Start of EXERCISE MATERIAL
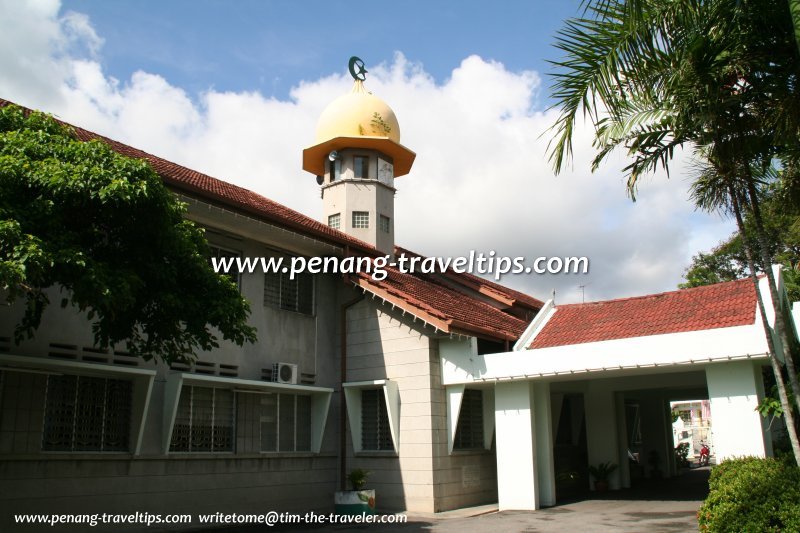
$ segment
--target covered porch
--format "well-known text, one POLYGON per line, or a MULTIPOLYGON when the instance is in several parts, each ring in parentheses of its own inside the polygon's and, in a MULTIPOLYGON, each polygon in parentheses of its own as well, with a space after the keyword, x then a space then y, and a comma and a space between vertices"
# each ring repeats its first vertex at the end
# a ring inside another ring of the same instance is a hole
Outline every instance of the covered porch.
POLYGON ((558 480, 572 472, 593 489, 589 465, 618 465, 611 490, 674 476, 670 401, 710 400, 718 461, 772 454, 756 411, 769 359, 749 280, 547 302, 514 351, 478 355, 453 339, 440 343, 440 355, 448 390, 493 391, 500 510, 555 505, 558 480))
End of EXERCISE MATERIAL
Start of EXERCISE MATERIAL
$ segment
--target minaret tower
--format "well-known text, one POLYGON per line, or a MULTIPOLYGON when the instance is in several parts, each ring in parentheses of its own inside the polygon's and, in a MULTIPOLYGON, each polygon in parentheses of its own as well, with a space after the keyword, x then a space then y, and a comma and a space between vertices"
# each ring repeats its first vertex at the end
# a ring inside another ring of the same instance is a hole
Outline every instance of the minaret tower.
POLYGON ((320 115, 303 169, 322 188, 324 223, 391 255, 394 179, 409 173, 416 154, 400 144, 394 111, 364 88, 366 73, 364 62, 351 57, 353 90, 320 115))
End of EXERCISE MATERIAL
Start of EXERCISE MATERIAL
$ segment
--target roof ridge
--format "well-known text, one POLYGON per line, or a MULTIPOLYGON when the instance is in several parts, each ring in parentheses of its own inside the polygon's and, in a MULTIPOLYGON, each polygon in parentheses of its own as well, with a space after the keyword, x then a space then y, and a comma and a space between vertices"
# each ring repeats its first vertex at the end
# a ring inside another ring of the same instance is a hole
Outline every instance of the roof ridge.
End of EXERCISE MATERIAL
AIM => Pull out every line of the material above that contains the string "porch". Treat the match as case-sensitive.

THE RESULT =>
--target covered porch
Outline every instance of the covered porch.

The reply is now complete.